• Activity: Write the next part of the passage about the UK's CETUS autonomous underwater vehicle project and the limits of UUVs, picking up after its final sentence.

• Document extract:

The UK Submarine Delivery Agency’s Autonomy Unit has launched a tender worth up to £21.5 million for the procurement and testing of an 8-12 metre Extra Large Autonomous Underwater Vehicle (XL-AUV), known as the CETUS project. The CETUS project involves the design and construction of a ‘very large autonomous underwater vehicle’ that could one day work alongside the British attack submarines. The resulting XL-AUV will help the UK Navy reduce the risks associated with the acquisition of future UUVs. The UK Navy already has an Extra Large Unmanned Underwater Vehicle (XLUUV) which they use to test various payloads. The Project CETUS work follows on from XLUUV experimentation and will be the service’s first purpose-built XL-AUV. Design work should be completed in 2022-23, with the delivery of the demonstrator to follow in 2023-24.
What are the limits of UUVs?
While UUVs are a valuable addition to naval and submarine fleets, there are limitations to underwater communications. Military organisations must look at how to overcome such limitations for the persistent missions the military wishes to accomplish. The main problem with UUVs is communication. The only communication with these vehicles is snippets of information that come back acoustically. The vehicles are unable to send back any data unless they surface to do so.

• Data excerpts:
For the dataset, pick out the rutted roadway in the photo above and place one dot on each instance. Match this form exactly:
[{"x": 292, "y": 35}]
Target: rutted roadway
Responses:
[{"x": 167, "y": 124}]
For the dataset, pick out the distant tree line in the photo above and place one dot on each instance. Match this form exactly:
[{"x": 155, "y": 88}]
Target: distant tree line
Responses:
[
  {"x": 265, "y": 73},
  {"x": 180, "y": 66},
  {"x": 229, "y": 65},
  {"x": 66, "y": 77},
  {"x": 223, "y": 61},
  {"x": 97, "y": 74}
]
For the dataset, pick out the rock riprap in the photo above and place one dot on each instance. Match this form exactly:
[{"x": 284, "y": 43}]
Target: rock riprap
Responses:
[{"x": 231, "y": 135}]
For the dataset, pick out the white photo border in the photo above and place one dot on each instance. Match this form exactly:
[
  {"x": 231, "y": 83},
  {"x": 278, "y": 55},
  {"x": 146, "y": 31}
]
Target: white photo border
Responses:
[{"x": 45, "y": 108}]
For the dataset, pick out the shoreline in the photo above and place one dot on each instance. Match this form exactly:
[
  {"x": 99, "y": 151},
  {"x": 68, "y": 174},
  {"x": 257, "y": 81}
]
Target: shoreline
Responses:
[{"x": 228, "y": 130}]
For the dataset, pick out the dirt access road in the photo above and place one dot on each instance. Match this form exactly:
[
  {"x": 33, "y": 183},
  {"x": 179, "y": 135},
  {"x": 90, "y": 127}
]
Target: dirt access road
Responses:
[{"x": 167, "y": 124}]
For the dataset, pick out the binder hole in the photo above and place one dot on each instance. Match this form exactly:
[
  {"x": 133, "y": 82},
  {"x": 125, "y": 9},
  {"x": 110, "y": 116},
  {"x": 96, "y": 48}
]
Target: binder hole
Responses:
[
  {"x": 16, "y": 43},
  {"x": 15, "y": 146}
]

• Written answer:
To address the challenges of underwater communications, solutions are being explored such as small software-defined radio systems, advanced acoustic detection and communication systems, and artificial intelligence and machine learning. It’s not just about putting UUVs in the water, it’s about getting the “right data to the right decision-makers, in the right format” (source). Ultimately, this would mean that UUVs could facilitate decisions and provide states with a tactical advantage.
AUVs generally operate in a set pattern to map a large area of the ocean. Artificial intelligence could allow AUVs to make decisions, modify their trajectory, and even decide whether to take offensive action.
The role of Artificial Intelligence…
The difficulties of underwater communication thus make the autonomy of UUVs all the more necessary. They need to be able to make decisions, and that’s where AI comes in. It is a matter of equipping the vehicles with AI and machine learning for automatic target recognition. The concept is to teach the AUV what a mine looks like, for example. So if it detects one it tags it, comes to the surface, quickly offloads the images and continues on its mission (source).
Thanks to AI, AUVs will be able to go beyond missions that require them to follow a predefined trajectory, moving from one landmark to another. With AI, the aim is to maximise the search parameters to identify objects of interest. The UUVs will be empowered to make decisions and share information with other resources, in a logic of interoperability and connected warfare. A vehicle equipped with a sophisticated side-scanning system, for example, could search for and locate a mine, then call a vehicle equipped with a high-quality camera nearby to get a better view, all without human intervention. The AUV will also be able to select the data of interest to avoid overwhelming the operator.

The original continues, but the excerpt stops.